To do:
List every line in the items below that contains the string "white", matching case exactly.

Data section:
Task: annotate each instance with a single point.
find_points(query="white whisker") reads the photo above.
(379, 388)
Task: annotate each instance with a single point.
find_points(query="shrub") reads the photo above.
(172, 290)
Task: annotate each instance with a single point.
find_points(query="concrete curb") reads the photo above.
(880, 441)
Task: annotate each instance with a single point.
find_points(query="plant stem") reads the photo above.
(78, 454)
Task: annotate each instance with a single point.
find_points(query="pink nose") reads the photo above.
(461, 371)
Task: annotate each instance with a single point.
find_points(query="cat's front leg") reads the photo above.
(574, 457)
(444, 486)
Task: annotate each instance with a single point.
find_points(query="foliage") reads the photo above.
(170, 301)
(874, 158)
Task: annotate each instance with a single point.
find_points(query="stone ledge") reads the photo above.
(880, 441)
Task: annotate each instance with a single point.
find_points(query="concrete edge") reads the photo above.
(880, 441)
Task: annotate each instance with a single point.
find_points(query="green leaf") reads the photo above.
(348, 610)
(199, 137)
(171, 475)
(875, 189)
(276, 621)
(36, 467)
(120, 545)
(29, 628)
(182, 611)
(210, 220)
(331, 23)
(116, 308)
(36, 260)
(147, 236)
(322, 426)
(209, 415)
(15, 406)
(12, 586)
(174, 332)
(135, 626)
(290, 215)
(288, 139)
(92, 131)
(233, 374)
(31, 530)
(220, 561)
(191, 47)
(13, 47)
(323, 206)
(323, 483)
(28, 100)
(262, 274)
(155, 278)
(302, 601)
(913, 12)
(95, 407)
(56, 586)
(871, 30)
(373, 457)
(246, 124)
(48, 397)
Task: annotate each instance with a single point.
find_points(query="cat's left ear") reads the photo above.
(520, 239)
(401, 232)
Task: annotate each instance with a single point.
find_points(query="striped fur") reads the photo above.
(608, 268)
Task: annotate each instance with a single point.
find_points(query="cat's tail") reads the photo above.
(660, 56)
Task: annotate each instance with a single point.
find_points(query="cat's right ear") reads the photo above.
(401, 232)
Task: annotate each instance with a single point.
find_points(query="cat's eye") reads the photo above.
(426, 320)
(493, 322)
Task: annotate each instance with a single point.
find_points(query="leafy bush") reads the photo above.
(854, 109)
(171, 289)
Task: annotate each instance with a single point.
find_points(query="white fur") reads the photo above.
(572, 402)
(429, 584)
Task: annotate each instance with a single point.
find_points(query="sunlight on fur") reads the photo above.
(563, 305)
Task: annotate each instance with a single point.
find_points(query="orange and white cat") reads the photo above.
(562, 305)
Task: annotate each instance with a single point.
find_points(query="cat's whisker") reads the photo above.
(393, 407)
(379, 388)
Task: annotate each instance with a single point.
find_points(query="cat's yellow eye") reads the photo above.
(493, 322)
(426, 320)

The result:
find_points(query="white whisker") reads the photo above.
find_points(query="white fur") reads the photo above.
find_points(query="orange and white cat") reads the photo above.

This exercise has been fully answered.